Passage shown>
* * * * *

GLM Flashcards
Model Specifications
Target Variable
Predictors
Link Function
Error Distribution
Weights
Why log continuous variables when using log link?
Otherwise positive coefficients will result in exponential effect on target
When to use weights
If rows in dataset represents an average for multiple data points
When to use offsets
- Variable modeled elsewhere (territory model, deductible, limits)
- Want to change only some variables in rating plan
- Target variable varies directly with exposure (e.g. modeling claim counts)
Correlated Vars (How Identify and Adjust)
Identify with two-way correlation table
Can adjust with principal component analysis
Multicollinearity
When 2 or more predictors strongly predictive or a third
Two-way tables may not show
Identify with Variance Inflation Factor
Aliasing
Perfect correlation
Must remove one
Effects of highly correlated variables
Unstable Model (large std errs)
Unreasonable coefficients
Model may not converge
GLM Limitations
Assign full credibility to data
Alt: GLMMs or Elastic Net GLMs
Assume randomness of outcomes uncorrelated
(Untrue if multiple years of data or cat risk)

* * * * *

Source material>
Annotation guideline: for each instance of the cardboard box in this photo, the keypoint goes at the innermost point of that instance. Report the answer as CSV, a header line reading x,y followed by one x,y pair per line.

* * * * *

Required actions>
• a. From the GLM flashcards, quote the text from "Correlated Vars (How" up to and including "(large std errs)".
• b. According to the GLM flashcards, why should continuous variables be logged when a log link is used? Answer in one to three sentences.
• c. Carry on writing the GLM flashcards from where they stop.

Answers by task>
• a.
Correlated Vars (How Identify and Adjust)
Identify with two-way correlation table
Can adjust with principal component analysis
Multicollinearity
When 2 or more predictors strongly predictive or a third
Two-way tables may not show
Identify with Variance Inflation Factor
Aliasing
Perfect correlation
Must remove one
Effects of highly correlated variables
Unstable Model (large std errs)

• b. Continuous variables should be logged because, without the log, positive coefficients would produce an exponential effect on the target.

• c.
Freq/Sev Models vs PP
More stable
PP can overfit if variable only affects one or other
Tweedie dist assumes freq/sev move in same direction
Target Variable Considerations
Split coverages, perils
Capping
Remove CATs and model separately
Trend/Develop
On-Level Premium
Predictor Selection Criteria
Significance
Cost of collecting
IT constraints
Regulatory requirements
Partial Residual Plots
Detect non-linearity
Correcting Non-Linearity
- Binning
- Polynomial terms
- Piecewise
- Splines
Loglikelihood
How well model explains data
Con: Requires identical dataset
Deviance
How far model is from saturated model
Want unscaled to compare different models
Cons:
-Need to assume same error dist. in models
-Always decreases when add more params so overfits
F-Test
Only for nested models
AIC and BIC
Can compare any models
BIC over-penalizes large datasets
Working Residual Plots
vs Linear Predictor (look for systemic over/under prediction)
vs One Predictor (look for non-linearity)
vs Weight (look for homoscedasticity)
3 Ways to Assess Model Stability
- Cook’s Distance (influential records)
- Cross-Validation (consistent param estimates - not good for insurance when more manual intervention needed)
- Bootstrapping (consistent param estimates)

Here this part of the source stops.